| PASSAGE GIVEN |
Removing VSTO-Based Customizations from a PowerPivot Workbook
This article is a follow-up on a previous blog post titled “How to Build a VSTO-Based PowerPivot Workbook,” which discussed some of the advantages and disadvantages of building PowerPivot workbooks by using VSTO. A key VSTO advantage is that you can bring data from virtually any source into PowerPivot even if there is no suitable data provider, but a significant disadvantage is that Excel Services in SharePoint doesn’t run the VSTO code. Among other things, this means that you cannot keep VSTO-based workbooks automatically updated by using the Scheduled Data Refresh feature of PowerPivot for SharePoint. Moreover, Excel Services displays warnings about unsupported and disabled features when viewing the workbook in the browser, such as for buttons, text boxes, and other such objects, as illustrated in the following screenshot, which shows the VSTO-based Analytics for Twitter workbook in Internet Explorer. Removing the VSTO customizations could help to improve the user experience, but how do you bring custom data into a PowerPivot workbook without VSTO if there is no direct data provider?
Converting a VSTO-based PowerPivot workbook into a non-VSTO version—such as to provide seamless browser access and to take advantage of Scheduled Data Refresh in SharePoint—requires the following high-level steps:
- Devise a new import method to get data into PowerPivot without using VSTO.
- Update the workbook’s PowerPivot model to use the new data import method.
- Update the Excel workbook features and remove the VSTO code from the workbook.

| SUPPLIED INFORMATION |
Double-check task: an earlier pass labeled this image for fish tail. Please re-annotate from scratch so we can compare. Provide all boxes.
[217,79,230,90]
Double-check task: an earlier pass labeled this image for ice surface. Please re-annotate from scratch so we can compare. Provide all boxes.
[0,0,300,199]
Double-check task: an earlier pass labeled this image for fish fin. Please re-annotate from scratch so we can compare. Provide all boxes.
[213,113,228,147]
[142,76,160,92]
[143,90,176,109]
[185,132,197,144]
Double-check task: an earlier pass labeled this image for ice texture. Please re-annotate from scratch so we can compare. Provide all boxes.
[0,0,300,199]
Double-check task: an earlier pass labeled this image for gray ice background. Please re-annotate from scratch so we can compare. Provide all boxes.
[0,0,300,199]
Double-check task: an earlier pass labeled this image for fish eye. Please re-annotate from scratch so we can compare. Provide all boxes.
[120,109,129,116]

| WORK TO DO |
Continue the piece on removing VSTO-based customizations from a PowerPivot workbook, picking up after its list of three high-level steps.

| ANSWER FOR THE TASK |
Let’s take a closer look at these steps by converting the Analytics for Twitter solution. It is an excellent example that highlights many important PowerPivot elements and their dependencies.
Step 1: Importing data without using VSTO
VSTO-based PowerPivot workbooks rely on VSTO customizations primarily to pull data into Excel tables. Linked to PowerPivot tables, these Excel tables then simply act as PowerPivot data sources. Here’s the relevant figure from the previous blog post, which shows the data flow for the Twitter Analytics workbook.
Given the objective to eliminate the VSTO code on the client, we need to replace the Excel tables with a server-based repository that PowerPivot directly supports as a data source, such as a SQL Server database, text files on a file server, or SharePoint lists. The new data import solution can then periodically pull data from Twitter into the chosen server-based repository and PowerPivot can import the data from this repository without the need for VSTO.
The following figure illustrates the import method I chose for this article, which is based on a SharePoint Timer job and a collection of SharePoint lists. I chose this approach because it is relatively straightforward to create a Timer job to retrieve data at a configurable interval from the source and put it into one or multiple lists. PowerPivot can then import these lists through a data feed. For details about how this works, I recommend reading Uday Unni’s excellent white paper “Using SharePoint List Data in PowerPivot” available on MSDN at https://go.microsoft.com/fwlink/?LinkId=221005.
The new data flow is very similar to the original VSTO-based approach. My Timer job just takes on the role of the original VSTO code and the SharePoint lists simply replace the original Excel tables, as already explained. That’s all there is to it. In fact, I asked Analytics for Twitter author Aaron Meyers for permissions to reuse his original code. The source code is included in the Twitter workbook on the Sample Code worksheet. Reusing this code gave me a great head start. Thanks again for sharing, Aaron!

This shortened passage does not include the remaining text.